:: Fonte ::
⁂

30.11.08

Oktoberfest

Profa. Dra. Rita Amaral

Antropóloga do Núcleo de Antropologia Urbana da Universidade de São Paulo (USP)

Este texto faz parte da tese de Doutoramento em Antropologia Social de Rita Amaral, Festa à Brasileira - sentidos do festejar no país que "não é sério" defendida junto ao Departamento de Antropologia da Faculdade de Filosofia, Letras e Ciências Humanas da Universidade de São Paulo, no ano de 1998.
Introdução

Bebe, bebe, irmãozinho, bebe!
Deixe as preocupações em casa.
Evite as amarguras e evite a dor
e aí a vida será uma brincadeira!
Não devemos deixar de beber
o beber é que move o mundo,
e nem ter raiva daquele
que encomenda sua bebida.
Seja cerveja, vinho ou champanhe,
vamos beber sem nos gabar.
Pois já houve quem tomou champanhe
E depois não pôde pagar
(Canção da Oktoberfest)


A experiência brasileira da festa como linguagem e como "artefato" popular, como um modo de ação diante dos mais variados problemas e contextos, encontra expressão exemplar na Oktoberfest de Blumenau, Santa Catarina. Esta Oktoberfest brasileira é cheia de significados particulares e a compreensão de sua gênese pode ajudar a entender seus múltiplos sentidos e por que ela vem se tornando um modelo de festa no Sul do Brasil e em várias outras regiões brasileiras (Fishfest de Mato Grosso, a Cajufest de Fortaleza, e a própria Oktoberfest de Garanhuns, Pernambuco, para citar um exemplo curioso).

⁂

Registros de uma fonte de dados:

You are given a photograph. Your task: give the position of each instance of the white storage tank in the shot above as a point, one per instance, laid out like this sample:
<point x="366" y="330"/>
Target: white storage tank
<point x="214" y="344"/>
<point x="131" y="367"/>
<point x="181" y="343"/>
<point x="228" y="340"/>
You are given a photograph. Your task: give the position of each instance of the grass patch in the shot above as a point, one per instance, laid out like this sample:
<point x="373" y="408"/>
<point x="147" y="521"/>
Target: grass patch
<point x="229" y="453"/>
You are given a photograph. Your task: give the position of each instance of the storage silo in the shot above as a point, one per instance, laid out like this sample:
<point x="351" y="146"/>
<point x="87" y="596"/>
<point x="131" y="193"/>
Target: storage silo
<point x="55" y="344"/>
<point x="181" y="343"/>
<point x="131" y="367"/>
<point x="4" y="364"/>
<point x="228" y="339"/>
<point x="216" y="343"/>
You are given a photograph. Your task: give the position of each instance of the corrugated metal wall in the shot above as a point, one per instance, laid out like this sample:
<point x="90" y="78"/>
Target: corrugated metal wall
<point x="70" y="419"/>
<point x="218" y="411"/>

⁂

:: Instruções da tarefa ::
Continue o texto sobre a Oktoberfest de Blumenau a partir da última frase apresentada.

:: Resultado do exercício ::
A Oktoberfest blumenauense surgiu em 1984. Mesmo assim, já faz parte do calendário turístico da Embratur como a segunda maior festa brasileira, sendo considerada pela população local como uma espécie de carnaval do Sul. Alguns catarinenses dizem mesmo:

Quem disse que carnaval sempre tem que ter samba e marchinha e ser em fevereiro? Se você for a Veneza, vai ficar espantada com as músicas do Carnaval de lá. A Oktoberfest é o Carnaval do Sul. (Max, 19 anos)

Considerando-se certos aspectos, de fato, pode-se pensar na Oktoberfest como um Carnaval, já que inclui elementos característicos deste, como as fantasias, os desfiles, os carros alegóricos, as festas de clube e de rua e representa um momento em que aquilo que os blumenauenses mais valorizam é incorporado aos desfiles nas ruas, do mesmo modo que acontece no Carnaval. Este modelo, inclusive, parece ser o modelo brasileiro de festa, reproduzindo-se freqüentemente tanto em festas religiosas como em festas profanas.

A história e os valores dos blumenauenses são encenados nas ruas de Blumenau do mesmo modo como a história e os valores do povo brasileiro são representados nas alegorias e enredos das escolas de samba do Rio de Janeiro e de São Paulo, pelos devotos do Círio de Nazaré e das festas do Divino Espírito Santo ou pelos “matutos” do São João de Caruaru.

A Oktoberfest de Blumenau foi um sonho acalentado durante anos pelos grupos originários da Alemanha, que ali viviam. Sempre se comentava como seria gratificante e importante realizar uma festa como a alemã, que acontece na Bavária, especialmente porque Blumenau já tinha toda a arquitetura condizente com o espírito da festa, além do gosto pela cerveja, herança alemã. Tanto pelo fabrico quanto pelo consumo (a maior parte dos blumenauenses sabem fabricar sua própria cerveja, embora poucos o façam atualmente). Este gosto pela cerveja introduziu a primeira indústria dela em Blumenau, inaugurada em 1858 por um dos colonos trazidos pelo Dr. Blumenau. Heinrich Mosang abriu sua cervejaria na casa que ainda hoje existe na rua São Paulo. Durante anos, entretanto, a Oktoberfest foi apenas um projeto, marcado pela vontade de reforçar a identidade alemã dos habitantes (Sasse, 1991).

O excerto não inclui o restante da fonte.